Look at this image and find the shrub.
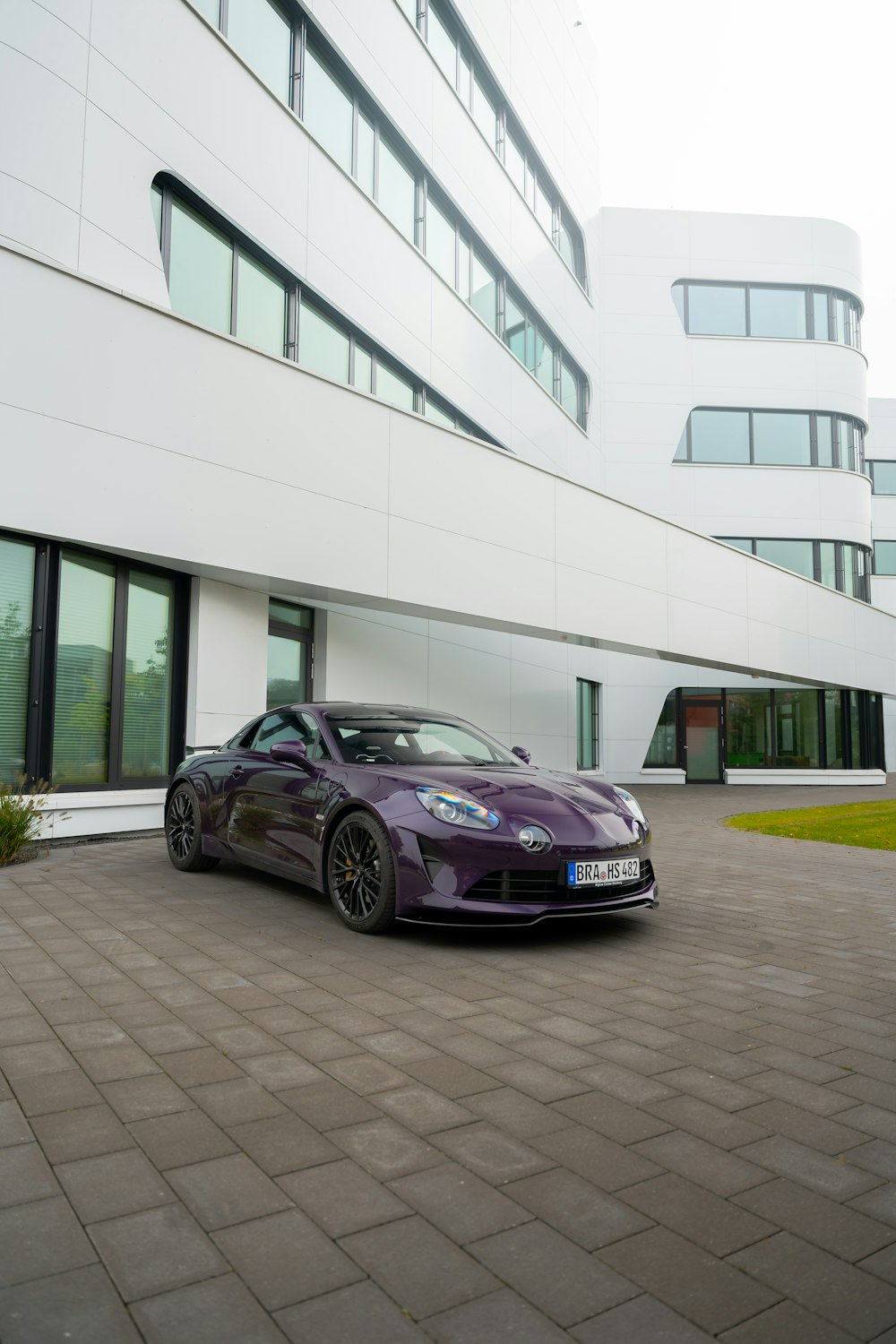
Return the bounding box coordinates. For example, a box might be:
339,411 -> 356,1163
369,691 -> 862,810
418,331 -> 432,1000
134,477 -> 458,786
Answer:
0,774 -> 55,866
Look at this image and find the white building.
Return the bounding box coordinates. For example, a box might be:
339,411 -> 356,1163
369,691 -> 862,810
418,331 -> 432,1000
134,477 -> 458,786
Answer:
0,0 -> 896,833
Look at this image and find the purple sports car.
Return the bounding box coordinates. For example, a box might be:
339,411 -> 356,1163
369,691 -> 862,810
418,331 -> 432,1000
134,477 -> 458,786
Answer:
165,703 -> 659,933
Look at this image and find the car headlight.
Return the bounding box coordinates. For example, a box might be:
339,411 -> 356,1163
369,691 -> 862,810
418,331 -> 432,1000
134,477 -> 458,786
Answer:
417,785 -> 501,831
613,784 -> 649,827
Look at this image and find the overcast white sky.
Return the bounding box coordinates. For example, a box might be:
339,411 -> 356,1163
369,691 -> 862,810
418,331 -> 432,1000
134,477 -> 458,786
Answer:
579,0 -> 896,397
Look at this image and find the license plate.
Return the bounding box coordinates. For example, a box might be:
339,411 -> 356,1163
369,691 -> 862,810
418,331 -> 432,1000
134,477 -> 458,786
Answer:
567,859 -> 641,887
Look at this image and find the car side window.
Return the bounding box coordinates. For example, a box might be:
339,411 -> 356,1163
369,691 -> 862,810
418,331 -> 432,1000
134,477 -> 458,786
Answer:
242,710 -> 329,761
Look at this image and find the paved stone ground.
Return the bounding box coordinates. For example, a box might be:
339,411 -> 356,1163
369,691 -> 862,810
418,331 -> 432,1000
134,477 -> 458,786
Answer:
0,777 -> 896,1344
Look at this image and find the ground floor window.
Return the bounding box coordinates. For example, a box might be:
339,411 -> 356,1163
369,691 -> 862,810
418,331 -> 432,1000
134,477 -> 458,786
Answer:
575,677 -> 600,771
0,535 -> 188,789
266,599 -> 314,710
643,687 -> 885,780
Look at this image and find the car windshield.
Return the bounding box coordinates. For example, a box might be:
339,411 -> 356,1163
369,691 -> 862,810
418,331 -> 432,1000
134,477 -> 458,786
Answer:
326,714 -> 520,766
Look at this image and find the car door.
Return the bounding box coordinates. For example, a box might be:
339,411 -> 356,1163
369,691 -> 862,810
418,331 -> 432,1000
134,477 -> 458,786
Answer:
224,710 -> 329,876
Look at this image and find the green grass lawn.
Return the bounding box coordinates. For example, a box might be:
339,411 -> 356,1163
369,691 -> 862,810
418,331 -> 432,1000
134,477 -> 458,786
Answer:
726,803 -> 896,849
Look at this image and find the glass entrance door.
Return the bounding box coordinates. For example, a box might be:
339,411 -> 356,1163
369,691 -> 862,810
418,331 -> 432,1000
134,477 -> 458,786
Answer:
684,702 -> 721,784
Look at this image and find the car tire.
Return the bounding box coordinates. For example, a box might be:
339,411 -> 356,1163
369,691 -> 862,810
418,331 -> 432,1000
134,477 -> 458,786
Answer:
326,812 -> 395,933
165,784 -> 219,873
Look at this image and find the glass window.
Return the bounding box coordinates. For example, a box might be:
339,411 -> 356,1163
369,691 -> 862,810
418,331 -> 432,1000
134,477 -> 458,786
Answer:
818,542 -> 837,589
643,691 -> 678,766
457,53 -> 473,108
874,461 -> 896,495
560,359 -> 579,421
691,410 -> 750,462
426,0 -> 457,89
377,136 -> 417,242
575,677 -> 599,771
470,253 -> 498,331
355,112 -> 375,199
237,253 -> 286,357
227,0 -> 293,104
121,570 -> 175,780
825,691 -> 844,771
812,289 -> 829,340
750,287 -> 806,340
874,542 -> 896,574
52,551 -> 116,784
149,183 -> 161,246
726,691 -> 772,771
688,285 -> 747,336
376,359 -> 414,411
471,72 -> 497,150
0,537 -> 35,782
756,537 -> 815,580
457,237 -> 471,304
298,298 -> 348,383
504,290 -> 525,365
168,199 -> 232,332
355,344 -> 374,392
775,691 -> 821,771
504,131 -> 525,196
302,45 -> 354,173
532,328 -> 554,397
423,392 -> 455,429
426,196 -> 457,289
535,177 -> 554,238
753,411 -> 812,467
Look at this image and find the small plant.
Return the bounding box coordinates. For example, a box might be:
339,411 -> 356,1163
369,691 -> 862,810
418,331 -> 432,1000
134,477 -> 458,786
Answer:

──────

▸ **Exercise directions**: Please rewrite all of the material above, replacing "Look at this image" with "Examine this picture" everywhere and keeping everything else unchanged. Omit the pictures.

▸ **Solution below**:
Examine this picture and find the shrub.
Return the bounding box coordinates. For example, a box might be:
339,411 -> 356,1163
369,691 -> 862,810
418,331 -> 432,1000
134,477 -> 458,786
Answer:
0,774 -> 55,866
Examine this picture and find the white building.
Return the bounding box coordinates. For example, a box might be:
339,411 -> 356,1163
369,691 -> 862,810
418,331 -> 432,1000
134,477 -> 458,786
Answer:
0,0 -> 896,833
Examine this picture and find the purple sports car.
Return the bounding box coordinates. For example, a box might be:
339,411 -> 356,1163
369,691 -> 862,810
418,331 -> 432,1000
134,477 -> 458,786
Answer:
165,703 -> 659,933
Examine this picture and find the car headlight.
Return the bounding box coordinates. For example, a box might be:
339,411 -> 356,1163
369,691 -> 862,810
418,331 -> 432,1000
134,477 -> 458,786
Answer:
417,785 -> 501,831
613,784 -> 649,827
Examine this picture and find the overcast white sky.
Return the bounding box coordinates. For example, a box might be:
339,411 -> 356,1163
369,691 -> 862,810
418,331 -> 432,1000
134,477 -> 458,786
Answer:
579,0 -> 896,397
Examine this picture and find the license plate.
Return the bounding box coordinates. For example, a box might be:
339,411 -> 356,1163
369,691 -> 862,810
418,331 -> 432,1000
134,477 -> 458,786
Answer:
567,859 -> 641,887
Examine this picture and find the car side window.
Return the bounding box coordinates. For example, a box might be:
339,411 -> 356,1163
369,691 -> 862,810
418,331 -> 432,1000
134,477 -> 458,786
Answer:
242,710 -> 329,761
Examine this picture and find the paved stone ground.
Return the bounding box coordinates. For example, a box might be:
339,411 -> 356,1163
369,691 -> 862,810
418,331 -> 432,1000
134,477 -> 458,786
Answer:
0,777 -> 896,1344
Examine this picture and find the ground floor window.
Return the bounding box coordinates. For example, a box might be:
339,411 -> 356,1163
369,691 -> 862,810
418,331 -> 432,1000
134,477 -> 458,786
Answer:
575,677 -> 600,771
0,535 -> 188,789
266,599 -> 314,710
643,687 -> 885,780
Examine this picture and find the car windshield.
Return the bounding box coordinates. For example, a box might be:
339,411 -> 356,1163
369,691 -> 862,810
418,331 -> 432,1000
134,477 -> 458,786
Answer:
326,714 -> 520,766
Examine this picture and find the car door.
Return the bounding box coordinates. For example, a box might be:
339,411 -> 356,1163
369,691 -> 862,810
418,331 -> 432,1000
134,477 -> 458,786
Answer:
224,710 -> 329,876
Examine this picture and find the green grass lawn.
Return the bounding box coordinates. For example, a box might be:
339,411 -> 356,1163
369,691 -> 862,810
418,331 -> 432,1000
134,477 -> 458,786
Answer:
726,803 -> 896,849
Examine this picture and find the glass entrance door.
Return the bounding box coordinates. For example, a box might be:
339,411 -> 356,1163
369,691 -> 862,810
418,331 -> 432,1000
134,477 -> 458,786
Answer:
684,702 -> 721,784
Examine this picture and find the car tire.
Return the bounding box coordinates. For example, a box might be:
339,411 -> 356,1163
369,691 -> 862,810
418,331 -> 432,1000
134,477 -> 458,786
Answer:
326,812 -> 395,933
165,784 -> 219,873
Examine this picture and find the glass window.
Return the bounding box coordinates. For example, a box might be:
339,411 -> 356,1163
369,691 -> 862,810
418,331 -> 432,1000
134,477 -> 458,786
Answer:
818,542 -> 837,589
643,691 -> 678,766
457,53 -> 473,108
874,461 -> 896,495
560,359 -> 579,421
691,410 -> 750,462
426,0 -> 457,89
377,136 -> 417,242
575,677 -> 599,771
470,253 -> 498,331
355,112 -> 375,199
237,253 -> 286,357
227,0 -> 293,104
121,570 -> 175,780
825,691 -> 844,771
812,289 -> 829,340
750,287 -> 806,340
874,542 -> 896,574
52,551 -> 116,784
149,183 -> 161,246
726,691 -> 772,771
688,285 -> 747,336
376,359 -> 414,411
471,72 -> 497,150
0,537 -> 35,782
756,537 -> 815,580
457,237 -> 471,304
298,298 -> 348,383
504,290 -> 525,365
168,199 -> 232,332
355,344 -> 374,392
775,691 -> 821,771
504,131 -> 525,196
302,45 -> 354,173
532,328 -> 554,397
423,392 -> 455,429
426,196 -> 457,289
535,177 -> 554,238
753,411 -> 812,467
Examine this picture and find the small plant.
Return the bounding box coordinates. For example, a box might be:
339,411 -> 356,1163
369,691 -> 862,810
418,331 -> 432,1000
134,477 -> 458,786
Answer:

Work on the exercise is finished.